In the copy, include every entry exactly but none of the images.

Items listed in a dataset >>
__________
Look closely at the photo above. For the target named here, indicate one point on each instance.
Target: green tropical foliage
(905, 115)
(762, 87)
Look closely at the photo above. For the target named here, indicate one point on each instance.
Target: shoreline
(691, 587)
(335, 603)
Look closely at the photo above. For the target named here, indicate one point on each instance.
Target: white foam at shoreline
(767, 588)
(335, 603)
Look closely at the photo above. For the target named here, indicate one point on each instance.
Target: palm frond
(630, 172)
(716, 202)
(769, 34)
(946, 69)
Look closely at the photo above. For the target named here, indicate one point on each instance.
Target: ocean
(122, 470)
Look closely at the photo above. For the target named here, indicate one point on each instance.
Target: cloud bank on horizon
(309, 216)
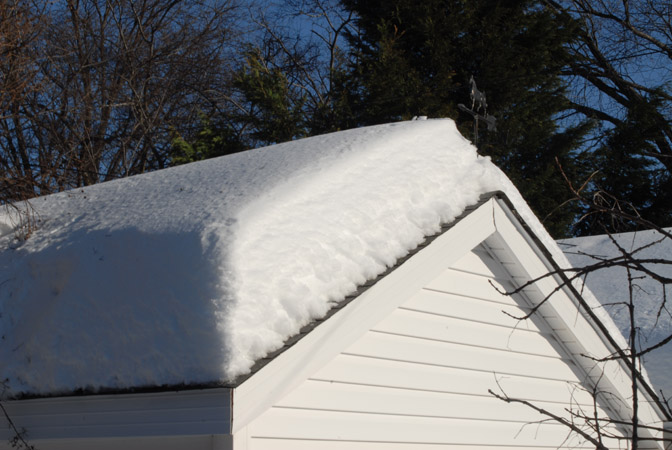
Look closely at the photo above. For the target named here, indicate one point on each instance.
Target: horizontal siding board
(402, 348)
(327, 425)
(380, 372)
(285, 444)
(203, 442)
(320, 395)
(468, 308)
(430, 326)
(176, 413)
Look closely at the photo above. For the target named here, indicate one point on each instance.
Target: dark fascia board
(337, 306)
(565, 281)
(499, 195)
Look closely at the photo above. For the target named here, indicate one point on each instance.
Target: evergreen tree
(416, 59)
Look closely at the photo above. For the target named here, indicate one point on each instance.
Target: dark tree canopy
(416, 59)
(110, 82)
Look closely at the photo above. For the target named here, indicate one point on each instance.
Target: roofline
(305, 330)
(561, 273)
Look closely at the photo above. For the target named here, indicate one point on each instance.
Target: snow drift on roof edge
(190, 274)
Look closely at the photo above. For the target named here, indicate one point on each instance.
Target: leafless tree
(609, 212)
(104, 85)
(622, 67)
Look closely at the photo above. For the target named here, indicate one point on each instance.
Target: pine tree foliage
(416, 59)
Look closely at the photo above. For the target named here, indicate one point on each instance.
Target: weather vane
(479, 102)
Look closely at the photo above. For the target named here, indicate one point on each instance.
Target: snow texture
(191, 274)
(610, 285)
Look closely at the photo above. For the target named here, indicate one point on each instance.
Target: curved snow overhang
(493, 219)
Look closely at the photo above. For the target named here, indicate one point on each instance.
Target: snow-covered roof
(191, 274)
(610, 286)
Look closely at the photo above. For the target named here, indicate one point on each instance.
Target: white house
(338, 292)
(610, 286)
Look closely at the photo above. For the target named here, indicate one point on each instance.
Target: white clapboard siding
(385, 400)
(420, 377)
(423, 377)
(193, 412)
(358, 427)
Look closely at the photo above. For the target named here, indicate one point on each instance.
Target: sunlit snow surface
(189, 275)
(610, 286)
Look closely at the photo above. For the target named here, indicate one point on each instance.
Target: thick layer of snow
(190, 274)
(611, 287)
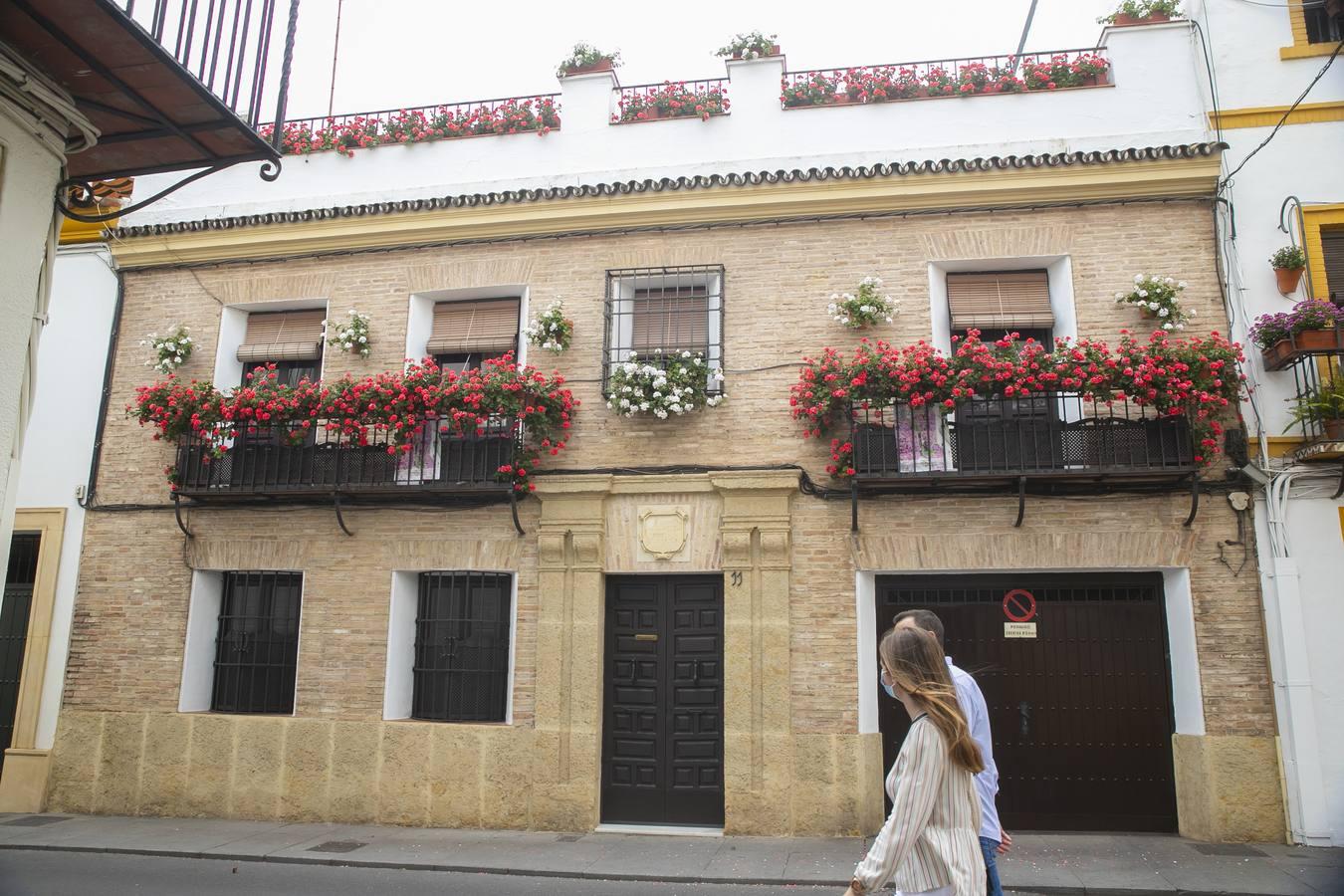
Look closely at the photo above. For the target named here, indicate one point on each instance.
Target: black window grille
__________
SOLUTION TO THIS PROBLEM >>
Look closely at the photo above. For the target named here, indicate one point on each instance.
Target: green tropical foliage
(905, 115)
(762, 87)
Look closely at the photo above. For the target named here, indicate one point on each instance.
Target: shoreline
(691, 587)
(335, 603)
Look closely at the photo above. For the target named here, indicate one point on each instance.
Target: white foam at shoreline
(767, 588)
(335, 603)
Look closely at the photo above. For the target named here, indicate one point on each instance.
Target: palm frond
(630, 172)
(716, 202)
(769, 34)
(946, 69)
Look closely at the photo above. For the target named here, indicate one point on each instance.
Target: ocean
(122, 470)
Look closely at the photo above. For the target named here, indicate one point on each instance.
Target: cloud bank on horizon
(309, 216)
Look closely at the photo above. For the target named here, indicate one point on each instance.
Target: horizontal siding board
(402, 348)
(327, 425)
(380, 372)
(285, 444)
(203, 442)
(320, 395)
(468, 308)
(430, 326)
(176, 413)
Look closely at the photo above. For the target named here, indicate one point on each instance.
Target: dark fascia board
(337, 306)
(565, 281)
(499, 195)
Look closely at the photo above. For the target named here, indicate one point on each instance.
Target: evergreen tree
(416, 59)
Look closely at the photo above. For the target named here, indicate one point on each instance.
Target: dark tree canopy
(416, 59)
(110, 82)
Look closely at the photo above. For the target named here, indicate one point on each instance.
Target: roofline
(305, 330)
(561, 273)
Look closely at the photo above. For the target named here, indicate one point on each instance.
Target: snow drift on roof edge
(190, 274)
Look closely at the photo above. For the target named here, indicate one point on each instance.
Target: leafless tree
(609, 212)
(104, 85)
(622, 67)
Look closely at the photo above. For the target named here, indicate one point on each instance.
Target: pine tree foliage
(416, 59)
Look closely at the photo above. For the target named here, indicate one point on each instance.
Target: weather vane
(479, 102)
Look closely at the photo above. For the target named here, indicate one point on each instance.
Target: snow texture
(191, 274)
(610, 285)
Look closely at the photo above. For the target named here, indicate one point on each instance.
Target: curved snow overhang
(493, 219)
Look closely at the photo above. For the target named here, indicate one point on each instance.
Target: snow-covered roof
(191, 274)
(610, 286)
Look closely at the photo above. For the target named here, indicate one point on each instance.
Target: white house
(338, 292)
(610, 286)
Look closely at the photo above. For the target named here, indicate one point on each instance.
Target: white clapboard siding
(385, 400)
(420, 377)
(423, 377)
(193, 412)
(358, 427)
Look closely at the photo above. For the target named here, indicate one point on each instance.
Target: sunlit snow surface
(189, 275)
(610, 286)
Look closely at the photo above. For the target named here, indicate one point on each instance.
Target: thick layer of snow
(190, 274)
(611, 287)
Look closely at the photo above. For the target named here, indicate one point on each instance.
Target: black window grille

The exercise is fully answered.